======== PENGGALAN TEKS ========

اللّهمّ اجعلها في ميزان حسناتنا… اللّهمّ آمين..

Dan cukuplah Allah sebagai pembalas amal kebaikan, bukan manusia. Dari sisi penghisaban, maka amal dakwah ini termasuk ke dalam keumuman ayat ini:

فَمَنْ يَعْمَلْ مِثْقَالَ ذَرَّةٍ خَيْرًا يَرَهُ

”Barangsiapa yang mengerjakan kebaikan seberat dzarrahpun, niscaya dia akan melihat (balasan)nya.” (QS. Al-Zalzalah [99]: 7) 

Di sisi lain, dakwah HT meneladani metode dakwah fikriyyah tanpa kekerasan yang dicontohkan Rasulullah SAW. Beliau menjelaskan kebenaran kepada masyarakat dan menyingkap berbagai syubhat jahiliyyah ketika itu. Lantas, apakah layak celaan OMDO dialamatkan pada Rasulullah SAW? Wal ’iyaadzu billaah, penulis berlindung kepada Allah dari kemungkaran ini, Rasulullah SAW suci dari celaan tersebut.

PASAL V:

CELAAN ”OMDO”, ”KOAR-KOAR PAKE TOA” BERASAL DARI HAWA NAFSU

Ketika syari’at mencela perkataan tercela yang berasal dari akhlak buruk, maka sesungguhnya ia berasal dari hawa nafsu. Allah SWT berfirman:

وَمَا يَنْطِقُ عَنِ الْهَوَىٰ (١) إِنْ هُوَ إِلَّا وَحْيٌ يُوحَىٰ (٢

Dan tiadalah yang diucapkannya (Muhammad) itu menurut kemauan hawa nafsunya. Ucapannya itu tiada lain hanyalah wahyu yang diwahyukan (kepadanya).(QS. Al-Najm [53]: 3-4)

Ayat yang mulia ini mengisyaratkan bahwa segala hal yang bertentangan dengan al-wahyu berasal dari al-hawaa’ (hawa nafsu).

======== BAHAN YANG DISEDIAKAN ========

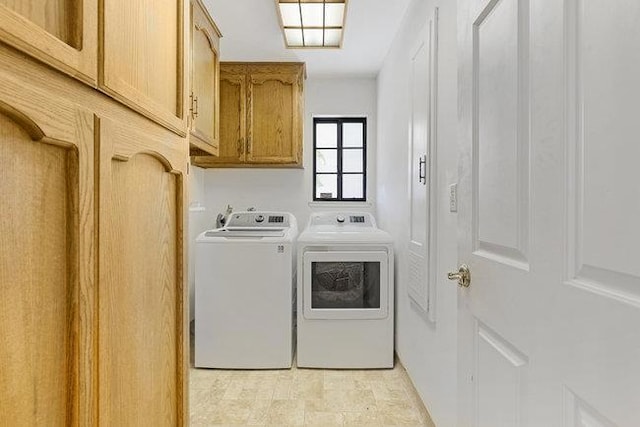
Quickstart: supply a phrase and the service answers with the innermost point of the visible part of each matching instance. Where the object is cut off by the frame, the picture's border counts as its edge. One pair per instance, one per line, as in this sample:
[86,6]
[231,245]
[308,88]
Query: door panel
[233,114]
[205,72]
[142,352]
[500,133]
[36,309]
[272,118]
[560,306]
[61,33]
[423,171]
[143,58]
[46,260]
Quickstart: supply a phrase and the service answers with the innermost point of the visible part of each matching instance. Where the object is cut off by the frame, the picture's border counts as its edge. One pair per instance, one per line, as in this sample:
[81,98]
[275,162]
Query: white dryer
[244,292]
[345,293]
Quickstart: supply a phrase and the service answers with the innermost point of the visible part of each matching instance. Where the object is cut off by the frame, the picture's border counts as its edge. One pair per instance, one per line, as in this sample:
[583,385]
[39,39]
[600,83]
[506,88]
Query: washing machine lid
[254,226]
[246,232]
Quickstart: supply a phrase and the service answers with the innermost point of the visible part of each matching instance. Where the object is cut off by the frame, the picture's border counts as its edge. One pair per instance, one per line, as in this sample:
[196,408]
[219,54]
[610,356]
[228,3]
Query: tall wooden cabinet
[93,318]
[205,76]
[143,57]
[261,119]
[61,33]
[133,50]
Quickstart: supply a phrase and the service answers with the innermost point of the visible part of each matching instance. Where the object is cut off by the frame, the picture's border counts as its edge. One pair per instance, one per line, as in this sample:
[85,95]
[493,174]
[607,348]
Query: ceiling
[251,32]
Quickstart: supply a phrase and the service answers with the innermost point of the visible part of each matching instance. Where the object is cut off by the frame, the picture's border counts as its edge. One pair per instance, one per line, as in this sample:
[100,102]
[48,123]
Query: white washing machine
[345,293]
[245,292]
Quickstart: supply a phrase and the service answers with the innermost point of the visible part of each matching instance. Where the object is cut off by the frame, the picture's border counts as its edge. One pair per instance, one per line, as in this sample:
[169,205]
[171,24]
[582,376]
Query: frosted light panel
[290,13]
[293,36]
[326,135]
[327,160]
[334,14]
[312,14]
[312,37]
[352,135]
[352,161]
[326,186]
[332,37]
[312,23]
[352,187]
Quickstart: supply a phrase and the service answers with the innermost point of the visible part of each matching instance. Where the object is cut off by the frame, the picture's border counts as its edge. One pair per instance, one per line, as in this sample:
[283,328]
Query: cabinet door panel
[232,117]
[275,134]
[143,57]
[61,33]
[46,263]
[142,341]
[205,80]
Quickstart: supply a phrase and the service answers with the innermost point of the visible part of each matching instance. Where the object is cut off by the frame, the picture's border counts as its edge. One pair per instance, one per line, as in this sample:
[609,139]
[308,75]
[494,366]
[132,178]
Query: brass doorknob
[463,276]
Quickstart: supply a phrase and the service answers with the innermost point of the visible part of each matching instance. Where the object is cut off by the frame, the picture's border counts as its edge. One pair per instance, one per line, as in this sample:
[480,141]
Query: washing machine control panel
[358,219]
[259,219]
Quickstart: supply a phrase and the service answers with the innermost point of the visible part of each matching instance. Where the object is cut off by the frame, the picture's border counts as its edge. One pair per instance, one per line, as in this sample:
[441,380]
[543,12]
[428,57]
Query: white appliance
[245,292]
[345,293]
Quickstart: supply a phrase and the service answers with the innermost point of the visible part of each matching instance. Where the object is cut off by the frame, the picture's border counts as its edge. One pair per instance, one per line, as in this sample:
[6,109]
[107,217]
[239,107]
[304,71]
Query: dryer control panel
[358,219]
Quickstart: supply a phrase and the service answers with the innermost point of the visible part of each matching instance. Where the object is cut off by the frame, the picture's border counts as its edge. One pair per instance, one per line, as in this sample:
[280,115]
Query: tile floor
[305,397]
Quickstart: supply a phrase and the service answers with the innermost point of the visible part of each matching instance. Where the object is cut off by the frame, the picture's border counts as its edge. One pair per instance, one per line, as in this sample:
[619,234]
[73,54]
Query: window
[340,159]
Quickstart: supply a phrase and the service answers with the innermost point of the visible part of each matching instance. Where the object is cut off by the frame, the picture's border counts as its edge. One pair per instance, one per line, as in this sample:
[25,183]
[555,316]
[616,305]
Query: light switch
[453,198]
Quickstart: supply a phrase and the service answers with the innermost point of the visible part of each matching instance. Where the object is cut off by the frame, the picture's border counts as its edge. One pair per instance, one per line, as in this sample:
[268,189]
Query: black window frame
[339,121]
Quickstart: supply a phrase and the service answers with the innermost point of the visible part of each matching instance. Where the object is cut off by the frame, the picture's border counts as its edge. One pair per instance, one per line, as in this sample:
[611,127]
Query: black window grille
[340,159]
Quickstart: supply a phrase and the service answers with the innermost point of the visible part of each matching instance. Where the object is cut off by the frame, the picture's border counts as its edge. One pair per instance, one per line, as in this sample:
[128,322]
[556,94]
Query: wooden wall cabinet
[93,314]
[143,58]
[204,98]
[61,33]
[261,119]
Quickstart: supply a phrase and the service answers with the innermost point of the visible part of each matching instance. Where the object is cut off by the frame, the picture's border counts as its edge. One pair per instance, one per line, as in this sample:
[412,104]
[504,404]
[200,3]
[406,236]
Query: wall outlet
[453,198]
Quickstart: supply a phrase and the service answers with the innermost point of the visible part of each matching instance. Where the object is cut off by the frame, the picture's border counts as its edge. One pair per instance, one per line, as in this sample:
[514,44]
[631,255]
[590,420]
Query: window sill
[340,204]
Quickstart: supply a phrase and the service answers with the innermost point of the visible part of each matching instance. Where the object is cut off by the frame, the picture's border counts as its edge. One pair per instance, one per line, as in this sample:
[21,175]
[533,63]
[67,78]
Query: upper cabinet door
[233,112]
[205,76]
[275,114]
[61,33]
[142,58]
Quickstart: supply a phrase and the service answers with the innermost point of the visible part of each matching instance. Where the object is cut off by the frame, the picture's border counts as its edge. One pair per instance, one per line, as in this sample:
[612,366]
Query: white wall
[291,189]
[427,349]
[286,189]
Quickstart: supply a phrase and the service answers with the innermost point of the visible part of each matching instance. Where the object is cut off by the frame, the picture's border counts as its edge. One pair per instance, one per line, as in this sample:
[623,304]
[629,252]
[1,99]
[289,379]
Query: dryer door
[345,285]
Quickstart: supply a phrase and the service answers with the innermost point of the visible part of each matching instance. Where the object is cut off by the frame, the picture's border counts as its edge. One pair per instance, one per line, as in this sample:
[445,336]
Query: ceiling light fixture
[312,23]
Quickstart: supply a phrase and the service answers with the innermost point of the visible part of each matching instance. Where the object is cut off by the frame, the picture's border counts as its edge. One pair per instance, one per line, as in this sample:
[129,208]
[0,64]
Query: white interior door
[422,169]
[549,201]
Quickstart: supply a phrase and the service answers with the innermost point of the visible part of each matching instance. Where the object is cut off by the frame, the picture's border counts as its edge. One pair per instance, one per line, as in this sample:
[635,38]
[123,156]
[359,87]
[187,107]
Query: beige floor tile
[398,413]
[259,412]
[349,400]
[231,412]
[283,389]
[304,397]
[339,383]
[361,418]
[286,412]
[308,388]
[323,419]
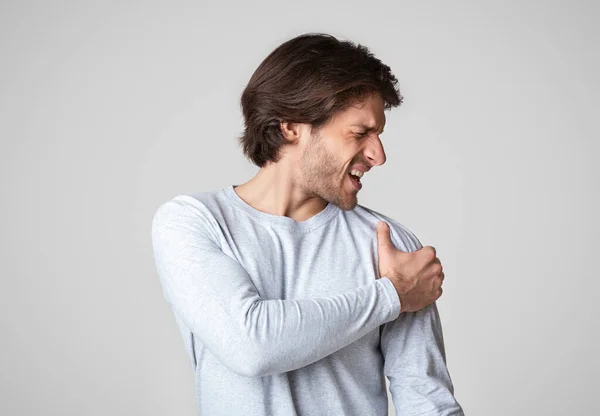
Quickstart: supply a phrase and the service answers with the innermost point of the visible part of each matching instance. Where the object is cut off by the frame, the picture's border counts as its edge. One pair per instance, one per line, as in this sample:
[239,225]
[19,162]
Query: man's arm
[218,302]
[412,346]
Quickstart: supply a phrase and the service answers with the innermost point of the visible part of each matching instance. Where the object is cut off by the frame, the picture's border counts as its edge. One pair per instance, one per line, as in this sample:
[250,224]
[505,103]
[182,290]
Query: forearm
[216,299]
[415,363]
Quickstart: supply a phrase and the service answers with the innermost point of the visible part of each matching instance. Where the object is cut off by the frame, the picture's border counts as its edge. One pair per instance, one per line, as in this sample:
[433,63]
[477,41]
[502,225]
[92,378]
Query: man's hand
[417,276]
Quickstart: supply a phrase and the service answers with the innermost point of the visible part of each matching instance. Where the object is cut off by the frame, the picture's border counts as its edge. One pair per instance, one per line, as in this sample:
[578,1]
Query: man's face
[350,141]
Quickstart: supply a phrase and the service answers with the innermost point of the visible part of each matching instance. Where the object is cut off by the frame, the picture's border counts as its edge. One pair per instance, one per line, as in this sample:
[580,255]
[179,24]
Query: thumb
[383,236]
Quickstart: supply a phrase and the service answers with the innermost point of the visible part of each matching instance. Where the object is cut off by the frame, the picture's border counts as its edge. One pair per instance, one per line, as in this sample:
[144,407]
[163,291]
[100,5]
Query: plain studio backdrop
[108,110]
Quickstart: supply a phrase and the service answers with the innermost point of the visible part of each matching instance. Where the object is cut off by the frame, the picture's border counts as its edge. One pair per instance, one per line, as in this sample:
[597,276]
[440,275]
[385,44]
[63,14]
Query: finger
[383,236]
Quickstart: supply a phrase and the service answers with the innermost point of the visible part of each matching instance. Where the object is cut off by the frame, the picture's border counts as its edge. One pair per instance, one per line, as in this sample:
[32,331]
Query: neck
[275,190]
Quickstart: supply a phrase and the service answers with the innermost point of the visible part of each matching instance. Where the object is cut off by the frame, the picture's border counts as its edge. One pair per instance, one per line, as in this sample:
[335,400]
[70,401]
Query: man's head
[318,103]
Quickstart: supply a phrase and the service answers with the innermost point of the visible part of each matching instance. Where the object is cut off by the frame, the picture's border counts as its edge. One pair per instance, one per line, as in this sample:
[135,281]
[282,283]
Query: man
[289,300]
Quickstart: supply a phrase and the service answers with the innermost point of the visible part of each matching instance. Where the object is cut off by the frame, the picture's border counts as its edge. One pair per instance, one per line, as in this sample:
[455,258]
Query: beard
[323,175]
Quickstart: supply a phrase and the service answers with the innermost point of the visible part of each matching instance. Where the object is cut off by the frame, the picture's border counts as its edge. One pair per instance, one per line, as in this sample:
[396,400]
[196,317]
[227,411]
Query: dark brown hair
[308,79]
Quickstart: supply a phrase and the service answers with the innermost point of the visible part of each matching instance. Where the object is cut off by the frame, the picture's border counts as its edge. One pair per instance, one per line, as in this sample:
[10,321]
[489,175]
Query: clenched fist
[417,276]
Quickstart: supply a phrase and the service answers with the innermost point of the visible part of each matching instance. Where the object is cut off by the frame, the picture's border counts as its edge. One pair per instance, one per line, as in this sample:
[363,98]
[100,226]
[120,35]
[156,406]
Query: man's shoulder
[402,236]
[194,207]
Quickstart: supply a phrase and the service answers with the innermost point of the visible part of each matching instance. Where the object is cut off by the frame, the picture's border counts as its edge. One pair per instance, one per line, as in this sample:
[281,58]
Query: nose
[374,151]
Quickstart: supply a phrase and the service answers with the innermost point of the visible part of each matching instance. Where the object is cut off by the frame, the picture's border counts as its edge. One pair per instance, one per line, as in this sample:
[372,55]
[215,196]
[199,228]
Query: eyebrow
[365,127]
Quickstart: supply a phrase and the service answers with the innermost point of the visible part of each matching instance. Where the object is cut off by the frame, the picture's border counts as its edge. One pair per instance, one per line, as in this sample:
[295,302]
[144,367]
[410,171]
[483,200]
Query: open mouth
[355,179]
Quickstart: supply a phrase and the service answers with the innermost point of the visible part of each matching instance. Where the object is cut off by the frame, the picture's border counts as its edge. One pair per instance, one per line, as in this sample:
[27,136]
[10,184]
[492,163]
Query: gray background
[107,110]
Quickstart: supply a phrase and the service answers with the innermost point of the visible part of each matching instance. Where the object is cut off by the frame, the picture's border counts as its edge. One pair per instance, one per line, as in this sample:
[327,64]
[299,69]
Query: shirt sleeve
[412,346]
[216,299]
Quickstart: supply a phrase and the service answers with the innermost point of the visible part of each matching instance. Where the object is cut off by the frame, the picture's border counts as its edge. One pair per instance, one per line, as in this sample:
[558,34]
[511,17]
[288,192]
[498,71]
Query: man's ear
[291,131]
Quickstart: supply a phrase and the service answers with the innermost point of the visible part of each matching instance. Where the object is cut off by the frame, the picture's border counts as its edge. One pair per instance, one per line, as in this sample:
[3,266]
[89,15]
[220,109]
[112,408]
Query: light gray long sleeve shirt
[283,317]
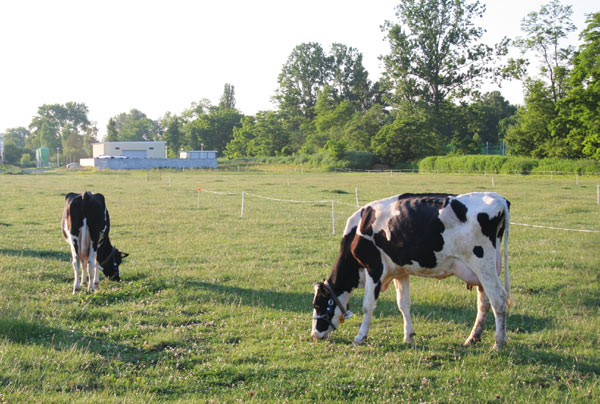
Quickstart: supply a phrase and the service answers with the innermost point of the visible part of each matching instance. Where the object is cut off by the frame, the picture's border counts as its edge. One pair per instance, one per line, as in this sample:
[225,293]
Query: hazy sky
[159,56]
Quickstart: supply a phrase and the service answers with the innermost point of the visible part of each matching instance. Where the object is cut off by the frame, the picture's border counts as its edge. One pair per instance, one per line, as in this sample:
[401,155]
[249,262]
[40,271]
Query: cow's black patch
[344,276]
[367,254]
[377,290]
[460,210]
[367,220]
[416,232]
[490,228]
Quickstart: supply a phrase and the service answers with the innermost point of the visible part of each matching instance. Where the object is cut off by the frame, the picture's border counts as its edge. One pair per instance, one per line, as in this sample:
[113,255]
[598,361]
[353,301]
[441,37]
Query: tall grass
[215,307]
[507,165]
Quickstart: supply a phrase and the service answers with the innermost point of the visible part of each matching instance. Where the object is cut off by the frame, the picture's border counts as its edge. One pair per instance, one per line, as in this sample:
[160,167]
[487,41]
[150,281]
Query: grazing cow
[86,227]
[429,235]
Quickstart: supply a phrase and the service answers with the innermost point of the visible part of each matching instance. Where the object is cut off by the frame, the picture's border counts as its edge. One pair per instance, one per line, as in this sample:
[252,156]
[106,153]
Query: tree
[16,136]
[262,135]
[579,111]
[363,126]
[536,131]
[228,98]
[309,69]
[214,129]
[134,126]
[530,135]
[112,132]
[544,31]
[173,134]
[55,121]
[301,78]
[435,52]
[408,138]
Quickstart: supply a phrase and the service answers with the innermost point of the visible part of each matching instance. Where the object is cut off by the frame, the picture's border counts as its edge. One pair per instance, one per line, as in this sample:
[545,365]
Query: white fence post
[242,214]
[333,217]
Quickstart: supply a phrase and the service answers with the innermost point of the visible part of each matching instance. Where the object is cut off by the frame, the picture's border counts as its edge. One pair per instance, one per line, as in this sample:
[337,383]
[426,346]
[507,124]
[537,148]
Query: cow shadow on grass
[37,333]
[27,333]
[43,254]
[302,303]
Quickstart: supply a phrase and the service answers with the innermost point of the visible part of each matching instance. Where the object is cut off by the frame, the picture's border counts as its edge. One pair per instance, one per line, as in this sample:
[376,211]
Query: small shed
[139,150]
[198,154]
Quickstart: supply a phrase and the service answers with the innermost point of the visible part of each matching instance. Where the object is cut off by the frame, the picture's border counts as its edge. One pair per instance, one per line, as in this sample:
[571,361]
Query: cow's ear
[323,290]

========

:: TUGAS YANG DIKERJAKAN ::
- 1) Tentukan apakah pernyataan (a), (b), dan (c) sesuai dengan penggalan teks, lalu jawab masing-masing dengan ya atau tidak beserta kutipan persis dari penggalan teks yang menjadi penentunya. (a) Dakwah HT meneladani metode dakwah fikriyyah tanpa kekerasan. (b) Manusia disebut sebagai pembalas amal kebaikan. (c) Ayat Surah Al-Najm yang dikutip adalah ayat 7.
- 2) Pilih setiap baris dalam catatan yang memuat string "sleeve", lalu salin baris-baris tersebut; perbedaan huruf besar dan huruf kecil diperhitungkan.
Penggalan teks dan catatan ini tidak berhubungan satu sama lain.

:: KUNCI JAWABAN LATIHAN ::
- 1)
(a) Ya: "dakwah HT meneladani metode dakwah fikriyyah tanpa kekerasan yang dicontohkan Rasulullah SAW"
(b) Tidak: "Dan cukuplah Allah sebagai pembalas amal kebaikan, bukan manusia."
(c) Tidak: "(QS. Al-Najm [53]: 3-4)"

- 2)
Query: shirt sleeve
Query: light gray long sleeve shirt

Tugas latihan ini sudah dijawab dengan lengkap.